[Task goal] Copy out only the span from the line with "Target: white wall" to the end of the data, both ends kept, word for word.

-- Stored rows start --

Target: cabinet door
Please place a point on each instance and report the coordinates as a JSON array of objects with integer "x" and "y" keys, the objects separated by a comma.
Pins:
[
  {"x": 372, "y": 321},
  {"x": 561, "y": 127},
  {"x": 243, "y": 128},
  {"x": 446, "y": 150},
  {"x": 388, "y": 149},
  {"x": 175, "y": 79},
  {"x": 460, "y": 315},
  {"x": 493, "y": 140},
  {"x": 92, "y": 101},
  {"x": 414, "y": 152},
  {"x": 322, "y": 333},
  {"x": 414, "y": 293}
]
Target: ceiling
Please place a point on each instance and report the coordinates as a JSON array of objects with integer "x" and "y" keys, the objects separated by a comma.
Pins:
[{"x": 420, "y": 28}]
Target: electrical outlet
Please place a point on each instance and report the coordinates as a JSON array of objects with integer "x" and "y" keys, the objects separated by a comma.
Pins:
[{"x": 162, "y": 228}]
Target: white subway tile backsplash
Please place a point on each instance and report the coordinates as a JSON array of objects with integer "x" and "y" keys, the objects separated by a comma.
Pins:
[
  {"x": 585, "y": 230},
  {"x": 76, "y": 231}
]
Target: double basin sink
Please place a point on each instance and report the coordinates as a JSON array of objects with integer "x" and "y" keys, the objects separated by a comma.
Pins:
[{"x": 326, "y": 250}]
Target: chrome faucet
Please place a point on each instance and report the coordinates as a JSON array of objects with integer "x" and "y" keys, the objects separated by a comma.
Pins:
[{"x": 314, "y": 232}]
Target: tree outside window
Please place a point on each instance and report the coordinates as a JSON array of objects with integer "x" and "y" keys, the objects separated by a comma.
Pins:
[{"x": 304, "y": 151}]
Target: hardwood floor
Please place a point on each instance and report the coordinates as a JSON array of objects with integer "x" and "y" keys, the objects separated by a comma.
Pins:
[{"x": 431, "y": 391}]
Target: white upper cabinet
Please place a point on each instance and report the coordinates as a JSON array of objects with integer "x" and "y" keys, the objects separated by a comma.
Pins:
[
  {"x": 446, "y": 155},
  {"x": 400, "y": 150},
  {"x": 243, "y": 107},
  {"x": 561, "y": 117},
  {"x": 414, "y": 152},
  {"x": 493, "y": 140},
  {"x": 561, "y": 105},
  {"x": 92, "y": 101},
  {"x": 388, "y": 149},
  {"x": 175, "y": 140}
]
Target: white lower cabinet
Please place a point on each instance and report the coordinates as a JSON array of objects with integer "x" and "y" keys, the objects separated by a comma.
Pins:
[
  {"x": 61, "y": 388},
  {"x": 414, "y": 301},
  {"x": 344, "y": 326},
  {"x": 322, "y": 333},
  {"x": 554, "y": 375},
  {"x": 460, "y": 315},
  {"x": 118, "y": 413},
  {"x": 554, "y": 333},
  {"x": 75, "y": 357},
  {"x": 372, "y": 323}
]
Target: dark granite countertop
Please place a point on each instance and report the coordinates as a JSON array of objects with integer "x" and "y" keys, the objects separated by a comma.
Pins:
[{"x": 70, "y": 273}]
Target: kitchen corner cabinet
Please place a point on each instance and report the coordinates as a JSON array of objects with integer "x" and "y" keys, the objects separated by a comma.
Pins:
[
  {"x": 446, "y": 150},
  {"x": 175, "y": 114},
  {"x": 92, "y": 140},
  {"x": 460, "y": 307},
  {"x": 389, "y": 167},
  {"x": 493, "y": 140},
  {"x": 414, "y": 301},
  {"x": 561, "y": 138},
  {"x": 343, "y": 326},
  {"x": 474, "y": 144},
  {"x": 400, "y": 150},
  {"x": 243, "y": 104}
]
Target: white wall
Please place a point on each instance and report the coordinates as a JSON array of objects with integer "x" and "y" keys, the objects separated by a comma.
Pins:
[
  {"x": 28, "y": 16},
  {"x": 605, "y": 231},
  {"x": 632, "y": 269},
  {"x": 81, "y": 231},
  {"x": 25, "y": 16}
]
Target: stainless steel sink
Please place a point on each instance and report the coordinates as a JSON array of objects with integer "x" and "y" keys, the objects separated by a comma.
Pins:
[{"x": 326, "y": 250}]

-- Stored rows end --

[Response]
Target: white wall
Please place a point on each instance and report the coordinates as a JSON array of objects with integer "x" and "y" keys, the objects separated by a comma.
Pins:
[
  {"x": 28, "y": 16},
  {"x": 605, "y": 231},
  {"x": 632, "y": 269},
  {"x": 81, "y": 231},
  {"x": 25, "y": 16}
]
Target: stainless steel sink
Please place a point on each instance and report the coordinates as a JSON array of objects with integer "x" and "y" keys, the objects separated by a comma.
Pins:
[{"x": 326, "y": 250}]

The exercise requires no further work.